╭─ Belge bölümü

Paylaş
Fİlİstİn milattan önce 14 binlerden beri yerleşik kavimlerin bulunduğu bir yer. Bazı kaynaklar milattan önceki 11. yüzyılda Amâlika denen Sami kavmin burada yaşadığını ileri sürüyor. Bu kavmin bu coğrafyada ne kadar yayıldığı tartışılabilir.
EN KARANLIK DÖNEM
Milattan önce 12. yüzyıl, bütün Doğu Akdeniz tarihinin en karanlık devridir. Kimlerin nereden geldiği hâlâ tartışılıyor. Daha evvelki kavim “Paleziler” denen, daha sonra “Filistler” diye çevrilen Filistinlilerdi. Bu kavmin dilinin Sami dil olmadığı İndo-Avrupa’ya ait olduğu da ileri sürülüyor. Görüldüğü üzere filolojinin sabit bilgiler edinemediği bir devir.
Ama asıl Samileşme demek ki milattan önce 11. yüzyılda başlıyor ve bu devre kadar geliyor. İbraniler, yani İsrailoğullarının geliş noktası da Tevrat bilgilerinin dışında pozitif arkeoloji ve tarih açısından tartışmalıdır. Ancak realite ortadadır. Milattan önce 10. yüzyıl, yani 972 ve 932 arası Hz. Davud -Yahudilerin peygamberi ve hükümdarı Müslümanların da halife olarak kabul ettiği isim- ve sonra onun oğlu Hz. Süleyman’ın burada hâkim olduğu bir gerçek.
Asıl önemlisi miladın 1. yüzyılında Yahudilerin Roma’ya karşı çıkardıkları Bar Kohba İsyanı ardından Romalıların bazı Yahudi prenslerle işbirliği yaparak bölgeyi tamamen kendi ellerine aldıkları ve özerkliğini kaldırdıkları bir gerçektir. Ünlü laik Yahudi tarihçisi Titus Flavius Josephus bu isyanı Romalıların yanında hareketi bastırmak için katıldı. Sebebini de kavminin tamamen ortadan kaldırılmasını önlemek diye açıklamıştır. Ama dönem için onun bilgisine sahibiz.

╰─
╭─ Veri satırları

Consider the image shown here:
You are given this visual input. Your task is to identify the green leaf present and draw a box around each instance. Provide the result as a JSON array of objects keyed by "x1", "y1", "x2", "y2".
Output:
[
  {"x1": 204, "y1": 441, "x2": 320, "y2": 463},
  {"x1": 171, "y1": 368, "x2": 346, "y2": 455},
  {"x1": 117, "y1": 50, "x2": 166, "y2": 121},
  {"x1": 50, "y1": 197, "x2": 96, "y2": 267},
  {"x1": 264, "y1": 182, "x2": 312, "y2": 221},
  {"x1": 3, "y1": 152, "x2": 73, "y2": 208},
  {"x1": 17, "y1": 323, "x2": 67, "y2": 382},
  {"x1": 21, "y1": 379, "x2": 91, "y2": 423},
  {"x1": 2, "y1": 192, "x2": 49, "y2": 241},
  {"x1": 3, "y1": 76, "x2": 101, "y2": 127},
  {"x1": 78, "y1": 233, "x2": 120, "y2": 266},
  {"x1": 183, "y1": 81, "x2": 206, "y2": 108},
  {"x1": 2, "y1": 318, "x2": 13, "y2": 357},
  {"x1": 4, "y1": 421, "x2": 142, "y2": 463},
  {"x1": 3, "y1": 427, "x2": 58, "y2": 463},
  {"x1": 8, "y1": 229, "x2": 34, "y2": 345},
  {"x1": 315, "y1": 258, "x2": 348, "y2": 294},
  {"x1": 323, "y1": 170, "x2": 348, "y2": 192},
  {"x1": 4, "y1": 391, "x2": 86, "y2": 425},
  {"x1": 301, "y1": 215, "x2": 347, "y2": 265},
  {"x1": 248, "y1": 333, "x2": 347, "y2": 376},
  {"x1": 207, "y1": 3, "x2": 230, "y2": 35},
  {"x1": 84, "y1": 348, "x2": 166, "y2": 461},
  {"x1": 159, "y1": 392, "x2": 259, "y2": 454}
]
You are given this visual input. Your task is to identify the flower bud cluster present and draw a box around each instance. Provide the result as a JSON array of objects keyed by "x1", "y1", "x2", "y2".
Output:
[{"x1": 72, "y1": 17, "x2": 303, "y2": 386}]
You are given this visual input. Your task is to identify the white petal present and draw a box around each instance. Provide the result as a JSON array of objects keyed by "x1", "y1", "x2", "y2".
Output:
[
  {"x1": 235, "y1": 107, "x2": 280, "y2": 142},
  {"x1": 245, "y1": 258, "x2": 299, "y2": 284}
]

╰─

**Görev yönergesi**
Filistin tarihi yazısında "EN KARANLIK DÖNEM" kısmından "edinemediği bir devir." kısmına kadar olan yeri, "devridir" sözünün adını "dönemidir" olarak değiştirip yeniden yaz. Buradaki malzemenin bu işle hiçbir ilgisi yok.

**Alıştırma sonucu**
EN KARANLIK DÖNEM
Milattan önce 12. yüzyıl, bütün Doğu Akdeniz tarihinin en karanlık dönemidir. Kimlerin nereden geldiği hâlâ tartışılıyor. Daha evvelki kavim “Paleziler” denen, daha sonra “Filistler” diye çevrilen Filistinlilerdi. Bu kavmin dilinin Sami dil olmadığı İndo-Avrupa’ya ait olduğu da ileri sürülüyor. Görüldüğü üzere filolojinin sabit bilgiler edinemediği bir devir.